During the 1950s Mitford developed the concept of "U" (upper) and "non-U" language, whereby social origins and standing were identified by words used in everyday speech. She had intended this as a joke, but many took it seriously, and Mitford was considered an authority on manners and breeding.
Her later years were bittersweet, the success of her biographical studies of Madame de Pompadour, Voltaire and King Louis XIV contrasting with the ultimate failure of her relationship with Palewski. From the late 1960s her health deteriorated, and she endured several years of painful illness before her death in 1973.
The Mitford family dates from the Norman era, when Sir John de Mitford held the Castle of Mitford in Northumberland. A later Sir John held several important public offices during the late 14th and early 15th centuries, and the family maintained a tradition of public service for many generations. In the 18th century William Mitford was a leading classical historian, responsible for the definitive history of ancient Greece. His great-grandson Algernon Bertram Mitford, born in 1837 and known as "Bertie", was a diplomat and traveller who held minor office in Disraeli's second ministry, from 1874 to 1880. In 1874 he married Clementina, the second daughter of David Ogilvy, 10th Earl of Airlie, a union that linked the Mitfords to some of Britain's most prominent aristocratic families. Blanche Ogilvy, Clementina's elder sister, became the wife of Sir Henry Montague Hozier, a soldier turned businessman. Their four children included daughters Clementine ("Clemmie"), who in 1908 married the future British Prime Minister Winston Churchill, and Nellie, who married Bertram Romilly. Both Hozier and Blanche were promiscuous, and it is generally accepted by historians and family members that Hozier was not Clemmie's father although he was registered as such. Blanche told her friend Lady Londonderry, shortly before Clemmie's birth, that the father of the expected child was her own brother-in-law, Bertie Mitford. Most historians believe that other candidates for the paternity are more likely.[n 2]
Bertie Mitford's marriage produced five sons and four daughters. His career in government service ended in 1886 when, after the death of a cousin, he inherited a considerable fortune. A condition of the inheritance was that he adopt the surname "Freeman-Mitford". He rebuilt Batsford House in Gloucestershire, the family's country seat, served briefly as a Unionist MP in the 1890s and otherwise devoted himself to books, writings and travel. In 1902, he was raised to the peerage as 1st Baron Redesdale, a re-creation of a title that had previously been held in the family but had lapsed in 1886.[n 3]
Nancy Mitford's father, David Bertram Ogilvy Freeman-Mitford, was Bertie Mitford's second son, born on 13 March 1878. After several years as a tea planter in Ceylon he fought in the Boer War of 1899–1902 and was severely wounded. In 1903 he became engaged to Sydney Bowles, the elder daughter of Thomas Gibson Bowles, known as "Tap", a journalist, editor and magazine proprietor whose publications included Vanity Fair and The Lady. The couple were married on 16 February 1904, after which they rented a house in Graham Street in West London. Bowles provided his son-in-law with a job, as business manager of The Lady magazine. David had little interest in reading and knew nothing of business; thus, according to Nancy Mitford's biographer Selina Hastings, "a less congenial post ... could hardly have been imagined". He remained in this position for 10 years. The couple's first child, a daughter, was born on 28 November 1904; they had intended to call her Ruby, but after she was born they changed their minds and named her Nancy.

◆ **AIM**: Pick up the Nancy Mitford passage after its last sentence and carry it on. The data after this point plays no part here.

◆ **DATA PROVIDED**:
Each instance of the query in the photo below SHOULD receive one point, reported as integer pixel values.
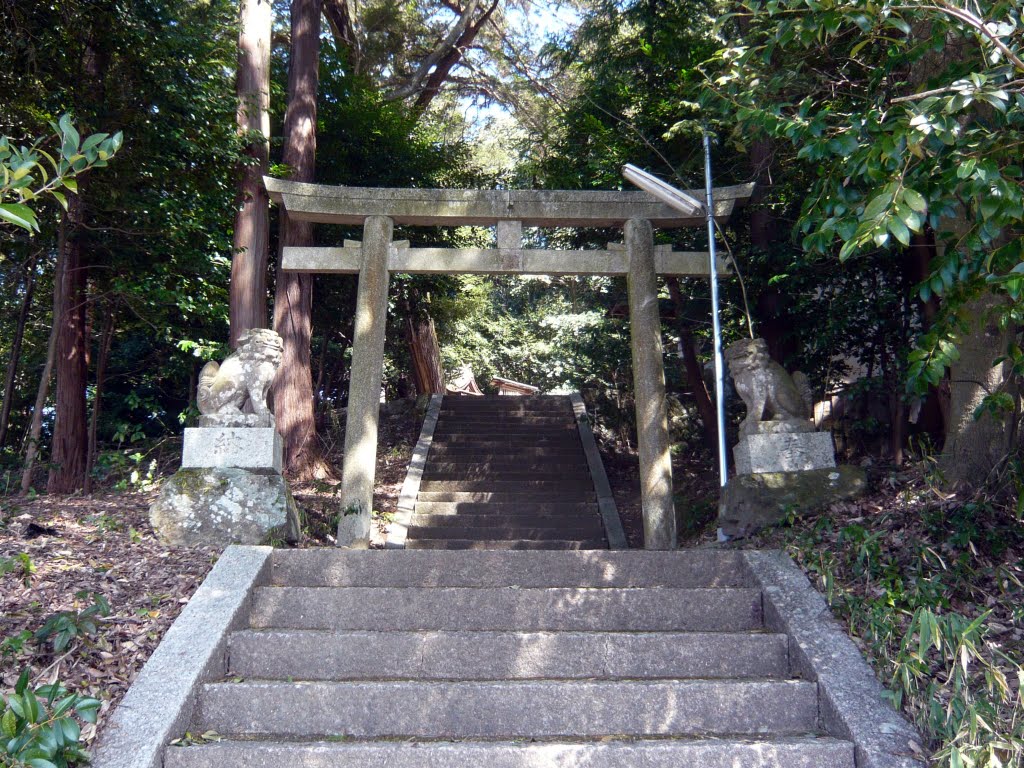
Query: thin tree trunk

◆ **THE REPLY**:
Responsibility for Nancy's day-to-day upbringing was delegated to her nanny and nursemaid, within the framework of Sydney's short-lived belief that children should never be corrected or be spoken to in anger. Before this experiment was discontinued, Nancy had become self-centred and uncontrollable; Hastings writes that her first years were "characterised by roaring, red-faced rages". Just before her third birthday, a sister, Pamela, was born; the nanny's apparent change of loyalty in favour of the new arrival was a further source of outrage to Nancy, and throughout their childhood and into young adulthood she continued to vent her displeasure on her sister.
In January 1909 a brother, Tom was born, and in June 1910 another sister, Diana, followed. That summer, to relieve the pressure on what was becoming an overcrowded nursery, Nancy attended the nearby Francis Holland School. The few months she spent there represented almost the whole of her formal schooling; in the autumn the family moved to a larger house in Victoria Road, Kensington, after which Nancy was educated at home by successive governesses. Summers were spent at the family's cottage near High Wycombe, in Buckinghamshire, or with the children's Redesdale grandparents at Batsford Park. In the winter of 1913–14 David and Sydney visited Canada, prospecting for gold on a claim that David had purchased in Swastika, Ontario. It was here that their fifth child was conceived, a daughter born in London on 8 August 1914 and christened Unity.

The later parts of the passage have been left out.